Document passage:
"""
03 January 2012

Happy New Year, PST

There is no day like December 31st to remind one of the man-made construct that is time and, by proxy, its brothers and sisters, the time zones. This is especially true for people who fly across them on December 31st. This is even more especially true for people on certain Pacific isles, whose 2011, as you may be aware, only had 364 days, since they only a few days before traded tomorrow for yesterday in order to be more like Australia today. Go figure.

On this particular December 31st, after a jaunt of ten days on the island of my birth, my wife and I boarded a plane headed for our latest home, in Los Angeles County. The flight from New York to Los Angeles is made sweeter by the fact that, even though it's a six hour flight, you land only three hours after you started; also, if it's December, L.A. is about thirty degrees warmer than New York. The only downside I can see is there isn't a decent pizza in L.A. to hang your hat on, which is fine, since I don't need the extra calories, and, anyway, the hat would get soggy.

The evening's activities would include fixing a quick dinner of whatever wasn't rotten or moldy at home (a success, as some tortellini and a loaf of bread was stashed in the freezer) followed by calling around to my friend Christian's place for the festivities. Not only is December 31st New Year's Eve; it's also Christian's birthday.

Christian and I went to college together on Long Island, where we shared a house in Greenlawn that our classmates termed “The Gentleman's Lodge.” A filmmaker with big aspirations (and huge talent), he moved to L.A. a year ago for what I figure are pretty obvious reasons.

That is how we found ourselves at a bar on Ventura Boulevard on New Year's Eve.

We were excited to be celebrating the New Year in a new place. I, for one, had spent New Year's in several places in the northeast. The “quiet evening at home” is usually my favorite, though sometimes (rarely) I threw parties. In Boston, they shoot off fireworks over the Charles River while the Boston Pops plays The Year 1812, Festival Overture in E-flat major, complete with 19th century cannon-fire. (The best place to stand other than right on the Esplanade is on the Massachusetts Avenue bridge.) At a friend's house in Connecticut, we brought in the New Year by grilling dogs, playing pinochle, and jamming until we couldn't see the keys anymore, and even then we kept going a bit.
"""
Information supplied:
"""
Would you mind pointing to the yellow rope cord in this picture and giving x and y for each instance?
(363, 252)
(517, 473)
"""
"""
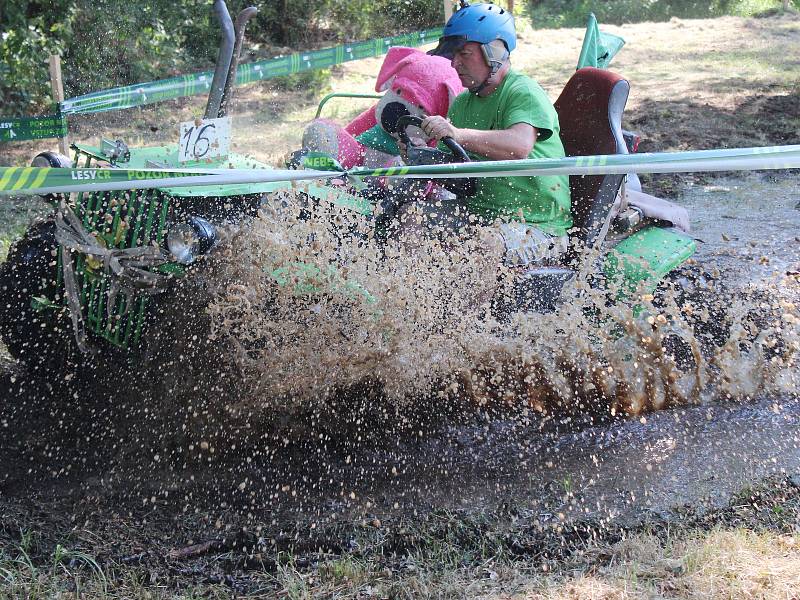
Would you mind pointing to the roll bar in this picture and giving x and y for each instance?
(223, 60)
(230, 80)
"""
"""
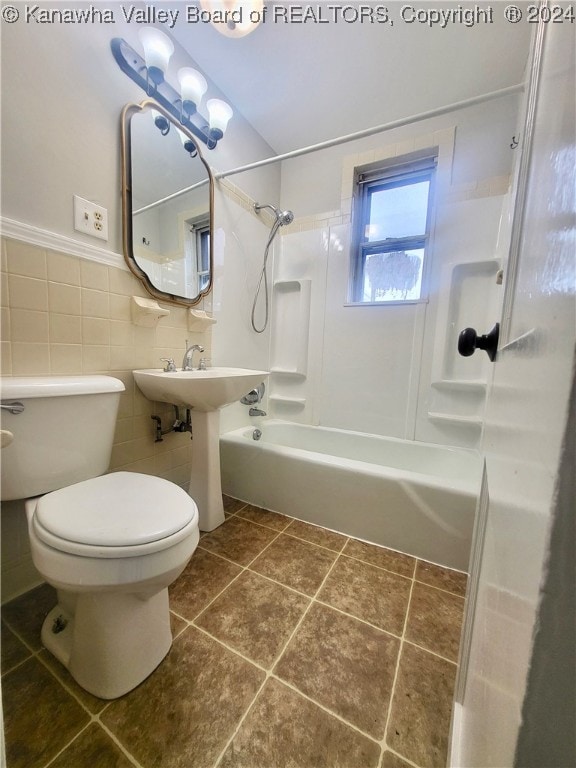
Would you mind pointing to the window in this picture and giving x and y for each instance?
"""
Problem set:
#1 Transcribe everything in the New Year's Eve post from "Happy New Year, PST" down to "today. Go figure.".
#2 In the New Year's Eve post, what town on Long Island was the house the writer shared with Christian in?
#3 Resume the New Year's Eve post from where it stops.
The entries are separate material with no connection to the New Year's Eve post.

Replies:
#1
Happy New Year, PST

There is no day like December 31st to remind one of the man-made construct that is time and, by proxy, its brothers and sisters, the time zones. This is especially true for people who fly across them on December 31st. This is even more especially true for people on certain Pacific isles, whose 2011, as you may be aware, only had 364 days, since they only a few days before traded tomorrow for yesterday in order to be more like Australia today. Go figure.

#2 Greenlawn

#3
Nowhere, of course, is more iconic for New Year's celebrants than Times Square, New York City, where you have to arrive in the afternoon to be allowed into the Square, checked for bombs and other nuisances, then led to a nice spot in the pen where you'll be spending the rest of the day. No bathrooms, no pretzel stands, no water. Let's just say I don't need to do that again.

So, like I said, we were excited to be in L.A. for New Year's. We figured there would be something different. We whispered to each other wondering where they would do the fireworks: over the Hollywood sign? or at Disneyland? or maybe over Santa Monica Pier?

We had to swim through bodies to get to the bar, where we could see the televisions. This place was beyond packed. A fire marshall would have had a field day. It took until the ten-minute warning just to flag down a bartender.

The televisions in the bar were tuned to the classic New Year's show, in... Times Square. The broadcast had the gall to put “LIVE” in a box in the corner, followed by, in smaller type, “ET.” Eastern time. Everything we were watching had happened three hours ago. In New York. Where we just were.

Where were the Southland fireworks? the local displays of celebration? Is New York's party so good that the West Coast has to rebroadcast it? No one can top it?

My wife leaned into me, “I guess New York is the center of the universe.”

When the appointed time came, we counted down, clinked glasses, shouted, kissed, all according to this odd tradition we humans have come up with. At a minute past midnight on January 1st, we pushed our way out of the bar and onto Ventura, where the freshest air L.A. has to offer was just waiting to be inhaled. But something wasn't right, I thought as we walked back to Christian's apartment. It didn't feel like the New Year happened. Sure we watched some television, did some shouting and kissing and so on, but it still felt like we just watched someone else's New Year happen on the television. The New Year we would have had if we were in New York. Here we were in Pacific Time, clinging to the hope of a slightly different New Year, and all we got was the same old Eastern Time change-over we'd been fed since babes. Been there, done that, as they say.

And time marches on.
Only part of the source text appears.